> What is asked:
Reproduce the listing below line for line, without changing anything, but omit the pictures.

> Records:

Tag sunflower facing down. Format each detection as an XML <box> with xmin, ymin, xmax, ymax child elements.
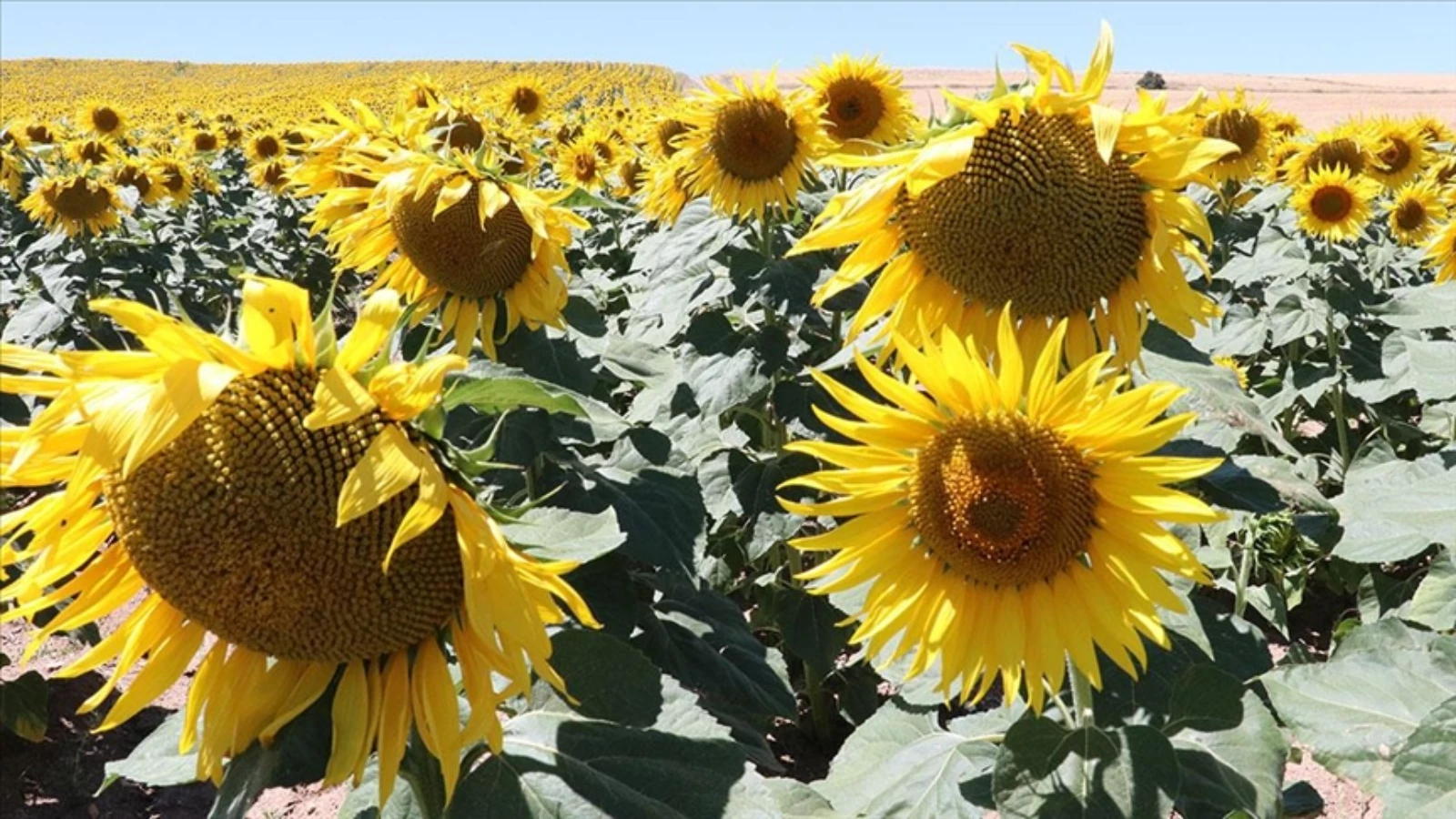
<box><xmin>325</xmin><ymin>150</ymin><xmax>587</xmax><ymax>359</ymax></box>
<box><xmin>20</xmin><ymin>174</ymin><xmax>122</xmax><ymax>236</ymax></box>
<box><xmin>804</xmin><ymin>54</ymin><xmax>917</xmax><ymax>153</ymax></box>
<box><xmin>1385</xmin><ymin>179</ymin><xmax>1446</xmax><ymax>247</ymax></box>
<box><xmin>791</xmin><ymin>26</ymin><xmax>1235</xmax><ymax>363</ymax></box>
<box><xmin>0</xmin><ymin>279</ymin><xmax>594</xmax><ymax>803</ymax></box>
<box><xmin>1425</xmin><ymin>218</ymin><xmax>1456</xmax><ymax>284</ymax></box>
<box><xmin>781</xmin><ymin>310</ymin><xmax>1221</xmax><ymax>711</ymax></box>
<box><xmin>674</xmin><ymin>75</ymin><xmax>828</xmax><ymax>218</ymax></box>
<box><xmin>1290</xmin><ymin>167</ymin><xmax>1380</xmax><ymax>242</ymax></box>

> Written answer:
Tag sunflower facing down. Format each detection as an XML <box> with xmin, ymin, xmax, ymax child elements.
<box><xmin>325</xmin><ymin>150</ymin><xmax>587</xmax><ymax>359</ymax></box>
<box><xmin>20</xmin><ymin>174</ymin><xmax>122</xmax><ymax>236</ymax></box>
<box><xmin>804</xmin><ymin>54</ymin><xmax>917</xmax><ymax>153</ymax></box>
<box><xmin>1385</xmin><ymin>179</ymin><xmax>1446</xmax><ymax>247</ymax></box>
<box><xmin>791</xmin><ymin>26</ymin><xmax>1235</xmax><ymax>363</ymax></box>
<box><xmin>0</xmin><ymin>279</ymin><xmax>594</xmax><ymax>803</ymax></box>
<box><xmin>1425</xmin><ymin>218</ymin><xmax>1456</xmax><ymax>284</ymax></box>
<box><xmin>781</xmin><ymin>310</ymin><xmax>1221</xmax><ymax>711</ymax></box>
<box><xmin>674</xmin><ymin>75</ymin><xmax>828</xmax><ymax>218</ymax></box>
<box><xmin>1290</xmin><ymin>167</ymin><xmax>1380</xmax><ymax>242</ymax></box>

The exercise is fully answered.